>> begin Records to process

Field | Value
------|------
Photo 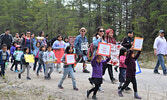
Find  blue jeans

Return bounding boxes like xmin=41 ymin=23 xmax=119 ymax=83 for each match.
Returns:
xmin=154 ymin=54 xmax=166 ymax=74
xmin=59 ymin=66 xmax=76 ymax=88
xmin=37 ymin=64 xmax=45 ymax=74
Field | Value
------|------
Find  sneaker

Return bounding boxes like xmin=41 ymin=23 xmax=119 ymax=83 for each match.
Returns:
xmin=125 ymin=87 xmax=131 ymax=91
xmin=99 ymin=87 xmax=104 ymax=92
xmin=15 ymin=70 xmax=19 ymax=73
xmin=27 ymin=77 xmax=31 ymax=80
xmin=114 ymin=66 xmax=118 ymax=72
xmin=86 ymin=90 xmax=90 ymax=98
xmin=10 ymin=68 xmax=13 ymax=71
xmin=18 ymin=73 xmax=21 ymax=79
xmin=92 ymin=95 xmax=97 ymax=100
xmin=118 ymin=90 xmax=123 ymax=97
xmin=58 ymin=85 xmax=64 ymax=89
xmin=154 ymin=71 xmax=160 ymax=74
xmin=83 ymin=69 xmax=90 ymax=73
xmin=73 ymin=87 xmax=79 ymax=91
xmin=134 ymin=92 xmax=141 ymax=99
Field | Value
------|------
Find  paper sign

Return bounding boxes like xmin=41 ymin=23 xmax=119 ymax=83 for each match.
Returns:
xmin=81 ymin=42 xmax=88 ymax=50
xmin=65 ymin=54 xmax=76 ymax=65
xmin=68 ymin=36 xmax=76 ymax=46
xmin=97 ymin=43 xmax=111 ymax=56
xmin=133 ymin=37 xmax=144 ymax=51
xmin=24 ymin=54 xmax=35 ymax=63
xmin=16 ymin=51 xmax=23 ymax=61
xmin=36 ymin=37 xmax=44 ymax=40
xmin=108 ymin=44 xmax=122 ymax=66
xmin=135 ymin=60 xmax=141 ymax=74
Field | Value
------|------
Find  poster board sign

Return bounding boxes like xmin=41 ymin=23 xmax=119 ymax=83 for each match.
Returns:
xmin=132 ymin=37 xmax=144 ymax=51
xmin=135 ymin=60 xmax=141 ymax=74
xmin=24 ymin=54 xmax=35 ymax=63
xmin=16 ymin=51 xmax=23 ymax=61
xmin=68 ymin=36 xmax=76 ymax=46
xmin=65 ymin=54 xmax=76 ymax=65
xmin=108 ymin=44 xmax=122 ymax=66
xmin=81 ymin=42 xmax=88 ymax=50
xmin=97 ymin=43 xmax=111 ymax=56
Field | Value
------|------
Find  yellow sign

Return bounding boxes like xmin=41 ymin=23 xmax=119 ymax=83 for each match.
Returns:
xmin=24 ymin=55 xmax=35 ymax=63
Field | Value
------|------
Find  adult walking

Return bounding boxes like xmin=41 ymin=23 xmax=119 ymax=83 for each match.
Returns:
xmin=74 ymin=27 xmax=90 ymax=73
xmin=153 ymin=30 xmax=167 ymax=75
xmin=0 ymin=29 xmax=13 ymax=50
xmin=21 ymin=31 xmax=33 ymax=53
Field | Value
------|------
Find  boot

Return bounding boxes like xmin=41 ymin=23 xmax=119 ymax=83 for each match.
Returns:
xmin=118 ymin=89 xmax=123 ymax=97
xmin=134 ymin=92 xmax=141 ymax=99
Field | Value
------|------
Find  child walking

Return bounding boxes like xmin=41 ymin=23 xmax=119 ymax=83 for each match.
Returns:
xmin=118 ymin=47 xmax=127 ymax=89
xmin=43 ymin=46 xmax=57 ymax=79
xmin=37 ymin=46 xmax=45 ymax=76
xmin=58 ymin=46 xmax=78 ymax=91
xmin=13 ymin=45 xmax=23 ymax=72
xmin=87 ymin=54 xmax=111 ymax=100
xmin=10 ymin=42 xmax=18 ymax=72
xmin=0 ymin=44 xmax=9 ymax=79
xmin=18 ymin=47 xmax=31 ymax=80
xmin=118 ymin=50 xmax=141 ymax=99
xmin=52 ymin=35 xmax=65 ymax=73
xmin=33 ymin=42 xmax=40 ymax=71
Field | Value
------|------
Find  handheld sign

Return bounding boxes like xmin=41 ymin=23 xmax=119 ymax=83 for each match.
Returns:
xmin=36 ymin=37 xmax=44 ymax=40
xmin=135 ymin=60 xmax=141 ymax=74
xmin=81 ymin=42 xmax=88 ymax=50
xmin=24 ymin=54 xmax=35 ymax=63
xmin=65 ymin=54 xmax=76 ymax=65
xmin=133 ymin=37 xmax=144 ymax=51
xmin=97 ymin=43 xmax=111 ymax=56
xmin=16 ymin=51 xmax=23 ymax=61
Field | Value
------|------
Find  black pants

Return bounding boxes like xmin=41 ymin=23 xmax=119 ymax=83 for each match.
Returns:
xmin=103 ymin=64 xmax=114 ymax=81
xmin=89 ymin=84 xmax=101 ymax=95
xmin=33 ymin=58 xmax=38 ymax=71
xmin=121 ymin=76 xmax=137 ymax=92
xmin=11 ymin=59 xmax=16 ymax=70
xmin=15 ymin=61 xmax=22 ymax=70
xmin=0 ymin=62 xmax=5 ymax=76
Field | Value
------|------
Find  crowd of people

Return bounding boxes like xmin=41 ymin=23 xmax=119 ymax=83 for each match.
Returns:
xmin=0 ymin=26 xmax=167 ymax=99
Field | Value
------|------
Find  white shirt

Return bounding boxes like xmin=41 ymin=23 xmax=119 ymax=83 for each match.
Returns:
xmin=153 ymin=36 xmax=167 ymax=55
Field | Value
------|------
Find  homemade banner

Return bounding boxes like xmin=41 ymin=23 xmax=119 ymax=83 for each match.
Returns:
xmin=24 ymin=54 xmax=35 ymax=63
xmin=65 ymin=54 xmax=76 ymax=65
xmin=135 ymin=60 xmax=141 ymax=74
xmin=133 ymin=37 xmax=144 ymax=51
xmin=81 ymin=42 xmax=88 ymax=50
xmin=68 ymin=36 xmax=76 ymax=46
xmin=108 ymin=44 xmax=122 ymax=66
xmin=97 ymin=43 xmax=111 ymax=56
xmin=16 ymin=51 xmax=23 ymax=61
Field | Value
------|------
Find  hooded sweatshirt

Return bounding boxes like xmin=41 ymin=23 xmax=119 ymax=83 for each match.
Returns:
xmin=125 ymin=50 xmax=141 ymax=77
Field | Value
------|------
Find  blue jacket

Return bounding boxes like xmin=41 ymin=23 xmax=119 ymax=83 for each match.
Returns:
xmin=0 ymin=50 xmax=9 ymax=64
xmin=74 ymin=35 xmax=88 ymax=55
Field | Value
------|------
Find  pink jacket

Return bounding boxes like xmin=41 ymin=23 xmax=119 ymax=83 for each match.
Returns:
xmin=119 ymin=56 xmax=127 ymax=68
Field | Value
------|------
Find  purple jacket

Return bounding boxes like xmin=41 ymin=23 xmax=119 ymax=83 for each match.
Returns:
xmin=91 ymin=56 xmax=111 ymax=78
xmin=125 ymin=50 xmax=141 ymax=77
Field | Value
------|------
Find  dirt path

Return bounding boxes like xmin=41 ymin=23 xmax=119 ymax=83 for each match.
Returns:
xmin=0 ymin=64 xmax=167 ymax=100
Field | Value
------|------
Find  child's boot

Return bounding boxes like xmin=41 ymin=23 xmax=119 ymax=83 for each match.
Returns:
xmin=92 ymin=95 xmax=97 ymax=100
xmin=118 ymin=89 xmax=123 ymax=97
xmin=134 ymin=92 xmax=141 ymax=99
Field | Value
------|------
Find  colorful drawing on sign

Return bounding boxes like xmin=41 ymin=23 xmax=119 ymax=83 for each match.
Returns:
xmin=108 ymin=44 xmax=122 ymax=66
xmin=68 ymin=36 xmax=76 ymax=46
xmin=97 ymin=43 xmax=111 ymax=56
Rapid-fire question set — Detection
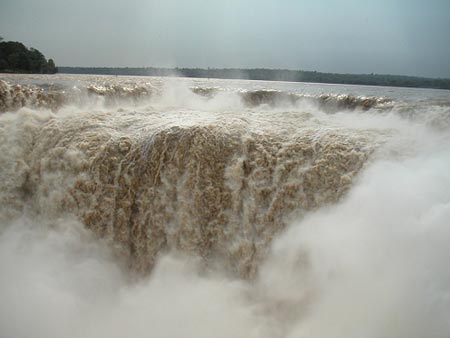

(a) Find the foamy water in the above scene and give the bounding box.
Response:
[0,75,450,337]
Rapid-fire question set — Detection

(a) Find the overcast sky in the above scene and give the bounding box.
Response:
[0,0,450,78]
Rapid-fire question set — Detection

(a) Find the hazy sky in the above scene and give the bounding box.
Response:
[0,0,450,78]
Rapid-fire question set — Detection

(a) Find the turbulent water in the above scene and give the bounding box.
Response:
[0,75,450,338]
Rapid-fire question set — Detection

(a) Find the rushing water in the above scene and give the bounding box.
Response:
[0,75,450,338]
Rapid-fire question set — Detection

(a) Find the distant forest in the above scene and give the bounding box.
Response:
[59,67,450,89]
[0,37,58,74]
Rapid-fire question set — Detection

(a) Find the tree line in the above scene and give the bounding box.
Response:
[59,67,450,89]
[0,37,58,74]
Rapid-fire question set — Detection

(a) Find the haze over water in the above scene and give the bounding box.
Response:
[0,74,450,338]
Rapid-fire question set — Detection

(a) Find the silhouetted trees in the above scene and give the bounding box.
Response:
[0,39,58,74]
[59,67,450,89]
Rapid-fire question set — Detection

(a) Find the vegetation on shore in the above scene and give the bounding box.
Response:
[0,37,58,74]
[59,67,450,89]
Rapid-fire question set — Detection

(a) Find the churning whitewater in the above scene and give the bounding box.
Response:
[0,75,450,338]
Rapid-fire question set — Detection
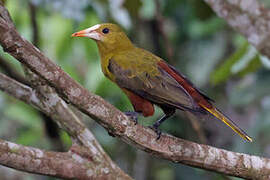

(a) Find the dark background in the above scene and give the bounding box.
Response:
[0,0,270,180]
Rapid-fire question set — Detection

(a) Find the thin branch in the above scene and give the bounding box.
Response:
[0,3,270,179]
[204,0,270,58]
[0,57,29,85]
[0,73,130,179]
[0,139,110,179]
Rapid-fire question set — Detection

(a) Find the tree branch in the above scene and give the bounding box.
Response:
[204,0,270,58]
[0,139,112,179]
[0,73,130,179]
[0,3,270,179]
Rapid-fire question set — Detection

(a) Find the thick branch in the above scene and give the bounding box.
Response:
[0,3,270,179]
[0,73,130,179]
[204,0,270,58]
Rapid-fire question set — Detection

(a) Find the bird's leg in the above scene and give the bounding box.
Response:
[149,109,175,140]
[124,111,141,125]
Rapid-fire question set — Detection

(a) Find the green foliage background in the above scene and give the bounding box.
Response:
[0,0,270,180]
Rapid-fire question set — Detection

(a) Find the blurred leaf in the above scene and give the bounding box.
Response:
[188,17,225,38]
[123,0,143,17]
[189,0,215,20]
[237,54,262,77]
[211,42,261,84]
[229,71,270,106]
[5,101,42,129]
[140,0,156,19]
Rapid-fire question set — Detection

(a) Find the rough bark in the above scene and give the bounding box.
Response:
[0,1,270,179]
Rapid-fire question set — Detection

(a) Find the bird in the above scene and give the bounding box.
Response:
[71,23,252,142]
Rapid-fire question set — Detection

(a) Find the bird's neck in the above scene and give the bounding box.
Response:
[97,39,134,56]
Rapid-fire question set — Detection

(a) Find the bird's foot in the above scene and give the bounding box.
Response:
[124,111,140,125]
[148,124,161,140]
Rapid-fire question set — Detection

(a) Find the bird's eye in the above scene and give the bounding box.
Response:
[102,28,110,34]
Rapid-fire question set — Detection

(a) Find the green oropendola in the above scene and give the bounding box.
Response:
[72,23,252,141]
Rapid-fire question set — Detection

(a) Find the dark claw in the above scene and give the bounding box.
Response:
[148,124,161,140]
[124,111,139,125]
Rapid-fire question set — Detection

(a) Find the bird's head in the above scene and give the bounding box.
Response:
[72,23,133,53]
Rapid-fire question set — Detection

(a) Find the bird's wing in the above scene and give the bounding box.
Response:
[108,57,201,111]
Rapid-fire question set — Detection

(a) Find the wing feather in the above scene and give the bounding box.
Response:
[108,59,201,111]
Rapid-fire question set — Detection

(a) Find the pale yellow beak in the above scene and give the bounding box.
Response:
[71,24,103,41]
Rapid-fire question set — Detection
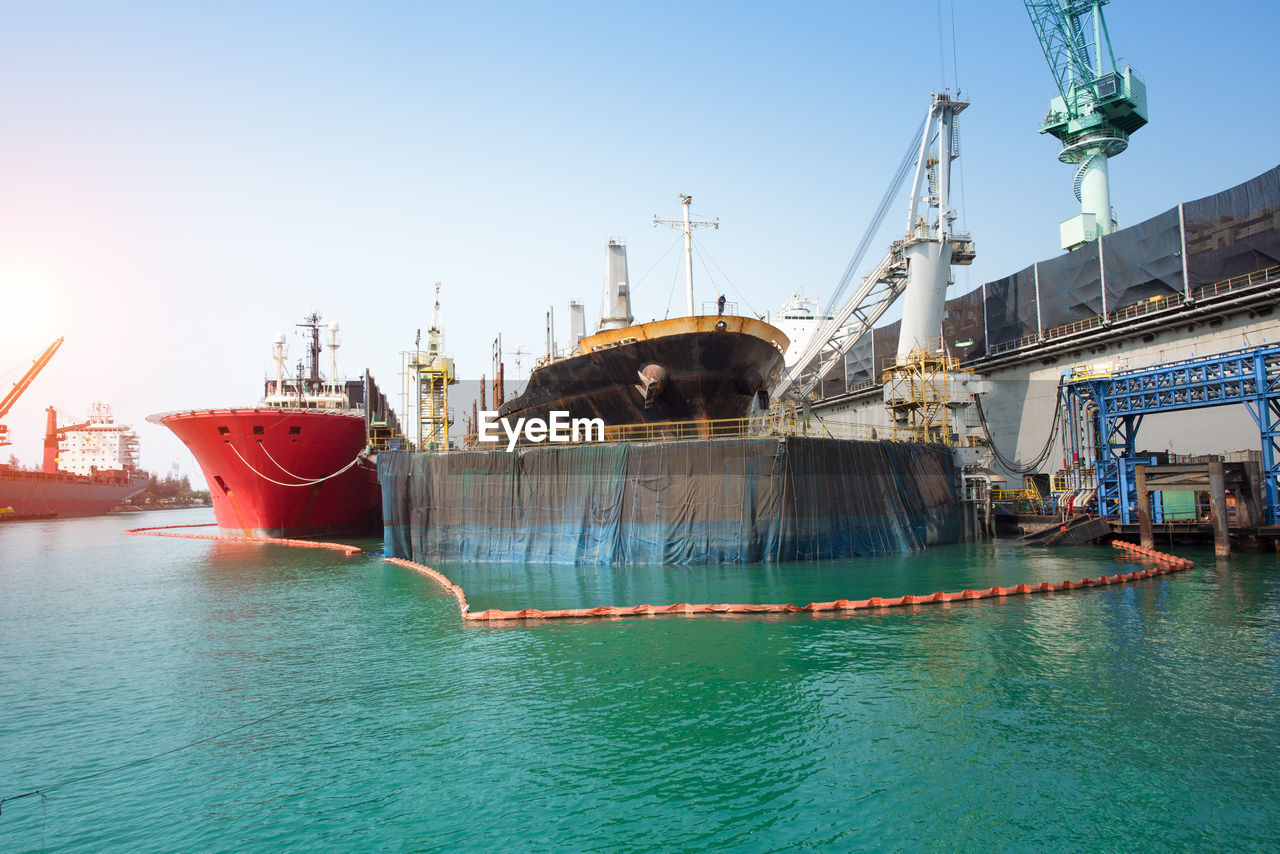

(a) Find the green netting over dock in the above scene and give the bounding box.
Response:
[378,438,960,565]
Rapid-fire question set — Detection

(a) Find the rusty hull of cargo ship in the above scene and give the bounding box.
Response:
[498,315,788,426]
[148,406,383,536]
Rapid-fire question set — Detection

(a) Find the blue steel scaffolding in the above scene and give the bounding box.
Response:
[1062,344,1280,525]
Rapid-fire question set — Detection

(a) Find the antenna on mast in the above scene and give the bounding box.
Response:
[653,193,719,318]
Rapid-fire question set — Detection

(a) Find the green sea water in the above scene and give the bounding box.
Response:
[0,511,1280,851]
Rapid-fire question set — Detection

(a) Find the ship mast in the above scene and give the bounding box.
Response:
[298,311,320,388]
[653,193,719,318]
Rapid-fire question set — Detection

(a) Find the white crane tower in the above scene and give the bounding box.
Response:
[771,92,974,402]
[897,92,973,361]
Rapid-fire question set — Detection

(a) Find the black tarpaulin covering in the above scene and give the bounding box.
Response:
[1183,166,1280,288]
[872,320,902,383]
[378,438,960,565]
[845,334,879,385]
[986,266,1037,347]
[1037,243,1100,329]
[942,281,987,359]
[1100,207,1183,311]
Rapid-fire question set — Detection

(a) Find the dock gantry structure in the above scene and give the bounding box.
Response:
[1062,344,1280,525]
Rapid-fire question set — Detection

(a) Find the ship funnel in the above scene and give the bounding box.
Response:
[600,238,635,330]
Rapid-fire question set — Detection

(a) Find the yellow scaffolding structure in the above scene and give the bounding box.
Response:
[883,347,956,443]
[408,329,458,452]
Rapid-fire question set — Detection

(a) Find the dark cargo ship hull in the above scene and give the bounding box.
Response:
[498,318,786,425]
[0,469,147,521]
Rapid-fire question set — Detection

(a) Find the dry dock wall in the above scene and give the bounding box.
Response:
[378,438,960,565]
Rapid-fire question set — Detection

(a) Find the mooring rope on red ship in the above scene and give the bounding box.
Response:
[227,442,365,487]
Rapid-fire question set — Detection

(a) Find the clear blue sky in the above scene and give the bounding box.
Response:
[0,0,1280,479]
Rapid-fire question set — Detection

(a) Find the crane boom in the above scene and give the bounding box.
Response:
[0,338,63,446]
[1023,0,1147,250]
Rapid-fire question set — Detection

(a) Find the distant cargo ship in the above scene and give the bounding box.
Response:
[498,224,788,426]
[147,314,399,536]
[0,338,147,521]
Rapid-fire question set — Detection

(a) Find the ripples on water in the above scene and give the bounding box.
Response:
[0,511,1280,851]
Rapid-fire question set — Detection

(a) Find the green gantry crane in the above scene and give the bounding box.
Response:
[1024,0,1147,250]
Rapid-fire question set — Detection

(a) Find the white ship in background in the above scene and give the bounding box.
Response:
[53,403,138,476]
[764,293,831,367]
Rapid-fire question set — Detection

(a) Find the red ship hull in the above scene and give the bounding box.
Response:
[152,406,383,536]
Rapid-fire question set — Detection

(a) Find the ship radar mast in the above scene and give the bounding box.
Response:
[271,332,288,399]
[326,320,342,394]
[653,193,719,318]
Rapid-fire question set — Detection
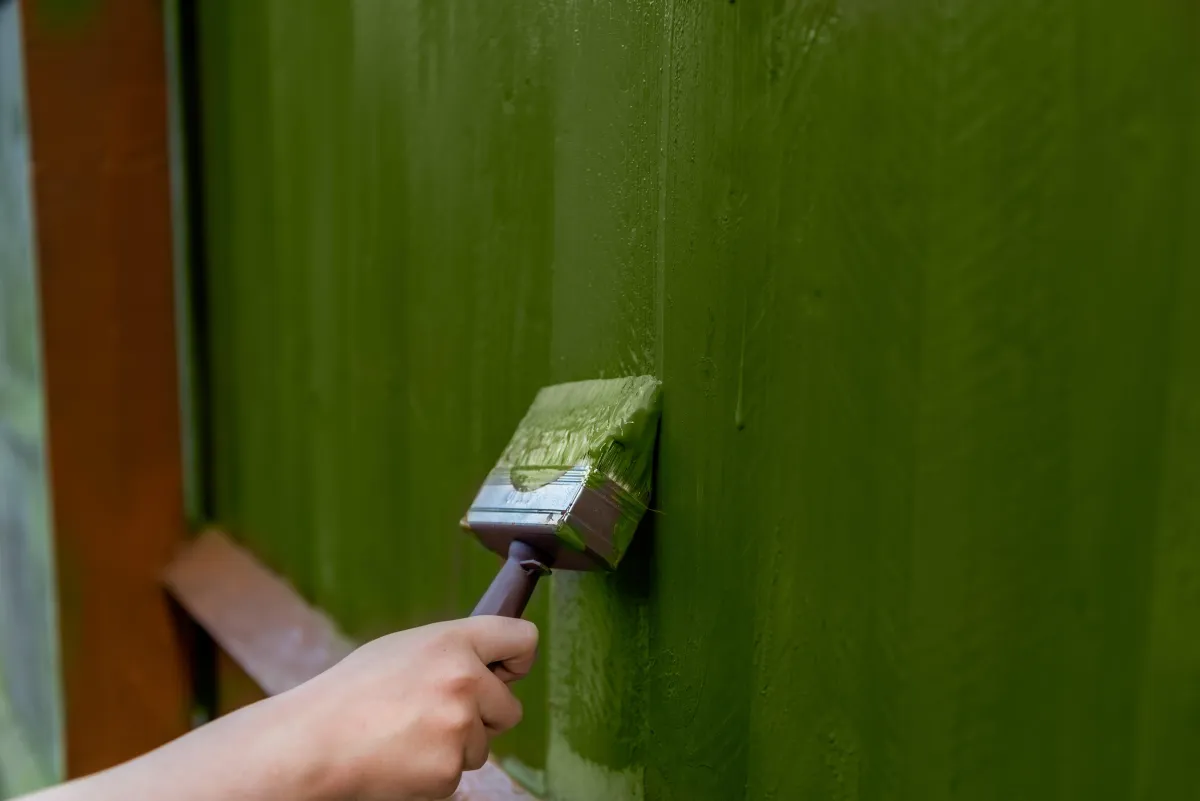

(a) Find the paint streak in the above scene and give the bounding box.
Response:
[0,4,57,797]
[194,0,1200,801]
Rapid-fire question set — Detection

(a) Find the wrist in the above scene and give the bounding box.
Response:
[244,688,355,801]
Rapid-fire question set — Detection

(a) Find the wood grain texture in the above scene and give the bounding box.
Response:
[192,0,1200,801]
[164,529,530,801]
[22,0,190,776]
[164,530,354,695]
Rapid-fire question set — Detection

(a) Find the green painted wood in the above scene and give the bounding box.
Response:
[192,0,1200,801]
[0,4,62,797]
[199,0,553,767]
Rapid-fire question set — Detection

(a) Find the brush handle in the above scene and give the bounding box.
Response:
[470,540,550,618]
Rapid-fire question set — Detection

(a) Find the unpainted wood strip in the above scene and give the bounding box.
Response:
[166,529,533,801]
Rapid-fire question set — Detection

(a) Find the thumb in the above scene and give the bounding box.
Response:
[463,615,538,680]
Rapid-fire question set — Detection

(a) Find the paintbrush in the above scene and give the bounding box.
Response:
[462,375,660,618]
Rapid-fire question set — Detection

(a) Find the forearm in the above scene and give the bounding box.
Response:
[22,695,340,801]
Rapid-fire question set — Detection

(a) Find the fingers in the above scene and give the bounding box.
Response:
[462,721,488,770]
[476,673,524,737]
[462,615,538,680]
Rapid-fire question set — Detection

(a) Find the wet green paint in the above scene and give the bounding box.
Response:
[497,375,661,567]
[497,375,660,496]
[0,2,64,797]
[192,0,1200,801]
[197,0,553,767]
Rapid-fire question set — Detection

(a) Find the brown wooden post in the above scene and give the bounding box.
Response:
[22,0,190,776]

>> end Records to process

**Task description**
How many lines in the rows above contain the word "green"? Reply with the number alone.

**Solution**
7